PROBLEM TO SOLVE:
Answer these questions about the code review thread, one per line:
1. Which pull request number did Copilot comment on?
2. Which condition was added to the anti join check in semi_join.rs?
3. Which Spark operator's behavior does the new code comment say the empty-probed-side handling matches?

Re: [PR] Auron 1807 [auron]

via GitHub Thu, 08 Jan 2026 21:54:23 -0800


Copilot commented on code in PR #1844:
URL: https://github.com/apache/auron/pull/1844#discussion_r2674942224



##########
native-engine/datafusion-ext-plans/src/joins/bhj/semi_join.rs:
##########
@@ -193,10 +193,15 @@ impl<const P: JoinerParams> Joiner for SemiJoiner<P> {
                 .as_ref()
                 .map(|nb| nb.is_valid(row_idx))
                 .unwrap_or(true);
-            if P.mode == Anti && P.probe_is_join_side && !key_is_valid {
+            if P.mode == Anti
+                && P.probe_is_join_side
+                && !key_is_valid
+                && self.join_params.is_null_aware_anti_join
+            {
                 probed_joined.set(row_idx, true);
                 continue;
             }

Review Comment:
   The null-aware anti join filtering logic only applies when the probe is on 
the join side. However, the condition checks should be grouped differently to 
make the logic clearer. The key_is_valid check is now separated by an early 
continue, which could lead to confusion about when probed_joined is set versus 
when the hash lookup occurs.



##########
spark-extension/src/main/scala/org/apache/spark/sql/execution/auron/plan/NativeBroadcastJoinBase.scala:
##########
@@ -126,44 +124,116 @@ abstract class NativeBroadcastJoinBase(
   override def doExecuteNative(): NativeRDD = {
     val leftRDD = NativeHelper.executeNative(left)
     val rightRDD = NativeHelper.executeNative(right)
-    val nativeMetrics = SparkMetricNode(metrics, leftRDD.metrics :: 
rightRDD.metrics :: Nil)
-    val nativeSchema = this.nativeSchema
-    val nativeJoinType = this.nativeJoinType
-    val nativeJoinOn = this.nativeJoinOn
 
     val (probedRDD, builtRDD) = broadcastSide match {
       case BroadcastLeft => (rightRDD, leftRDD)
       case BroadcastRight => (leftRDD, rightRDD)
     }
 
+    // Handle the edge case when probed side is empty (no partitions)
+    // This matches Spark's BroadcastNestedLoopJoinExec behavior for 
condition.isEmpty case:
+    //   val streamExists = !streamed.executeTake(1).isEmpty
+    //   if (streamExists == exists) sparkContext.makeRDD(relation.value)

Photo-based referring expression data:

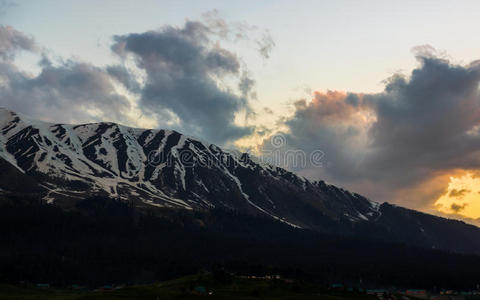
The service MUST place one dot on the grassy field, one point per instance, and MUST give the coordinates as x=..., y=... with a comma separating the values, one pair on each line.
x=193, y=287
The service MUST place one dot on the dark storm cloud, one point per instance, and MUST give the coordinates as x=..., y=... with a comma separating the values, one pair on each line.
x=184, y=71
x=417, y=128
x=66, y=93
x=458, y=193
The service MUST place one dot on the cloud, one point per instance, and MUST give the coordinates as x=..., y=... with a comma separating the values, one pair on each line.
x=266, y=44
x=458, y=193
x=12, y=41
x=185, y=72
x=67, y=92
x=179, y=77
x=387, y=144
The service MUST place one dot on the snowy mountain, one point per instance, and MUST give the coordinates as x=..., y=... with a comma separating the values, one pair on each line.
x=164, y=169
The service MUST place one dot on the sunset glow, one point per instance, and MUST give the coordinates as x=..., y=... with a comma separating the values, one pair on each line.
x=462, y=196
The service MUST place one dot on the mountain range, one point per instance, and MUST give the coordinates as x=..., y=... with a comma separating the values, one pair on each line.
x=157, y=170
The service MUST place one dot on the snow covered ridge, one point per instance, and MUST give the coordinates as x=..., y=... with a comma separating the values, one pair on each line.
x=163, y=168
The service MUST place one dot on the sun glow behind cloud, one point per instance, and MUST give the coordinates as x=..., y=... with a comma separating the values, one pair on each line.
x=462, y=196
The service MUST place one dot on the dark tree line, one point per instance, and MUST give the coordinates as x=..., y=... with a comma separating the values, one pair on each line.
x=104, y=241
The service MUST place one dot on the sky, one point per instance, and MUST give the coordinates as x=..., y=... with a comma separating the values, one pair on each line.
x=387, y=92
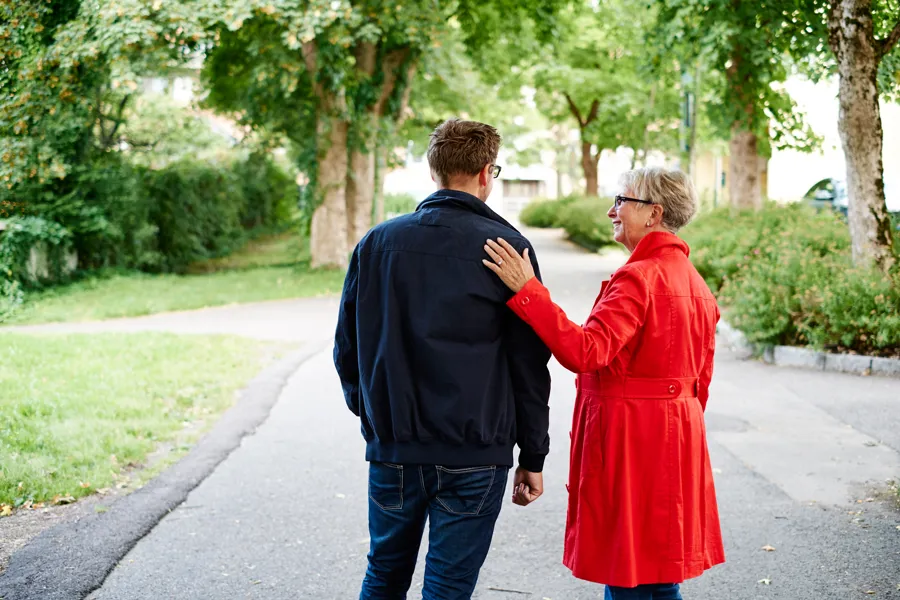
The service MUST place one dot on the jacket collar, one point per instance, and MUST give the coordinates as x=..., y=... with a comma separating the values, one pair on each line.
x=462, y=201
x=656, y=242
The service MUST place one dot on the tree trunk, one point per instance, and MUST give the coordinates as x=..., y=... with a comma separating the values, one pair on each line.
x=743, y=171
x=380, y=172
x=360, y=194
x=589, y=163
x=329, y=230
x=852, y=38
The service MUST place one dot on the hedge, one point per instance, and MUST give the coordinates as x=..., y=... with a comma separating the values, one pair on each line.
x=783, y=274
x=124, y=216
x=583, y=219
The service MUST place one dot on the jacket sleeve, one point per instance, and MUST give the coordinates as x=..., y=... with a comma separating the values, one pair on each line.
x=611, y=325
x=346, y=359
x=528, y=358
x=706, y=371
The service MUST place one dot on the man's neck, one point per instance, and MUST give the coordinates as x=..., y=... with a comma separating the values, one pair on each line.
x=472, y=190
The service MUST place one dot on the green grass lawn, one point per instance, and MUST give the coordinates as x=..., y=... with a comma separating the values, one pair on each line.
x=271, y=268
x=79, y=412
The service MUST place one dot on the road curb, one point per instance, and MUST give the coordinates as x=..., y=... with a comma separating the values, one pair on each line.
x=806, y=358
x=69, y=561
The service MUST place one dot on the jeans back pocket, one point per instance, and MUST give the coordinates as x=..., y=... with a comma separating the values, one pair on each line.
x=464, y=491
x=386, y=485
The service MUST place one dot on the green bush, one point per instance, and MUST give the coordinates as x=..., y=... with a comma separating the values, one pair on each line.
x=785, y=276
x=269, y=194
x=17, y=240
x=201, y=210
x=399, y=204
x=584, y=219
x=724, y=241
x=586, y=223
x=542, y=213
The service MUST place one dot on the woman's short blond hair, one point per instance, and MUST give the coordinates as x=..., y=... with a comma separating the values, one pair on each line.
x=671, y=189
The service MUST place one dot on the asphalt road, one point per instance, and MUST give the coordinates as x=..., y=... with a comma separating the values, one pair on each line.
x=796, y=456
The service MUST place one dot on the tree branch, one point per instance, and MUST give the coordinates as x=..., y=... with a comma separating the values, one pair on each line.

RESPONSE BELOW:
1. #1844
2. self.join_params.is_null_aware_anti_join
3. BroadcastNestedLoopJoinExec